**Description of the task:** Quote the records below word for word, please, from the very first line through the one that contains "Exercise. Point out the woman's back", and nothing beyond it.

-- Data shown follows --

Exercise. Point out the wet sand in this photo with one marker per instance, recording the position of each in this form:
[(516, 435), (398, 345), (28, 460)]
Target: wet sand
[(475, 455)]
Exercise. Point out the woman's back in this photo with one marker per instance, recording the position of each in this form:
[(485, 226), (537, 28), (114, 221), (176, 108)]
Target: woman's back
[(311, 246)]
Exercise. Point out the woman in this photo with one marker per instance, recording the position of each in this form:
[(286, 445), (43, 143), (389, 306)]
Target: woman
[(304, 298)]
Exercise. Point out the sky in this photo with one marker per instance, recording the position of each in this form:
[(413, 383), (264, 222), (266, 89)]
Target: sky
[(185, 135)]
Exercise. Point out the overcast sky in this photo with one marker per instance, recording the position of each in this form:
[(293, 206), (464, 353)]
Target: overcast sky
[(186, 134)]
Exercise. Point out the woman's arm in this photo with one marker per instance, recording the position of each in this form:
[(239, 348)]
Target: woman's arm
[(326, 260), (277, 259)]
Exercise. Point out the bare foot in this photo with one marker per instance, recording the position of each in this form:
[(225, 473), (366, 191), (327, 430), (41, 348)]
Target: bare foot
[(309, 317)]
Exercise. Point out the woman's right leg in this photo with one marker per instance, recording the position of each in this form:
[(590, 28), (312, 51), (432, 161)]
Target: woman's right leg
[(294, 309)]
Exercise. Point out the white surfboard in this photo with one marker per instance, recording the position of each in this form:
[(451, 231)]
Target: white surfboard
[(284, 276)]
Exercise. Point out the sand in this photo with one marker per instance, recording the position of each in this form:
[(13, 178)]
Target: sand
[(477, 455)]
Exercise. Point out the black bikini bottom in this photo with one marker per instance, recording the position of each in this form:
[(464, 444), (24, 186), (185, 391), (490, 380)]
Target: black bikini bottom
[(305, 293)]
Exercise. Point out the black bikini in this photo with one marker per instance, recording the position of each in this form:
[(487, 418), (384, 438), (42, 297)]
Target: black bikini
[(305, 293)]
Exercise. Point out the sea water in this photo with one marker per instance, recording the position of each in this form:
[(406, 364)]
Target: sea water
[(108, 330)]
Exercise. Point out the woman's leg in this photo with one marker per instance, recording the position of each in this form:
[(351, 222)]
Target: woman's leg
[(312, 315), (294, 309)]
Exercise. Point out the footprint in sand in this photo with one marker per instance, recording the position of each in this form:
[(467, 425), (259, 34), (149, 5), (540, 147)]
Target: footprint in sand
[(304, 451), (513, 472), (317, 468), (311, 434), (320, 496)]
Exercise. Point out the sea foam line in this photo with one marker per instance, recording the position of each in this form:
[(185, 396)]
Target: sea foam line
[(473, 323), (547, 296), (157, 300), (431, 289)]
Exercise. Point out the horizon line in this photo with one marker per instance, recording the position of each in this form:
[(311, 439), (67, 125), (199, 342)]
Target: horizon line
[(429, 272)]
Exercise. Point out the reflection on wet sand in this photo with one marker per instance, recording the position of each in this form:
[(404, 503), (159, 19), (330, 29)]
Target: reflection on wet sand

-- Data shown concluded --

**Written answer:**
Exercise. Point out the wet sand in this photo with one marker per instance, recording the position of each in this form:
[(516, 435), (398, 345), (28, 460)]
Target: wet sand
[(475, 455)]
Exercise. Point out the woman's back in this photo with one marker per instance, recording the position of each in this form:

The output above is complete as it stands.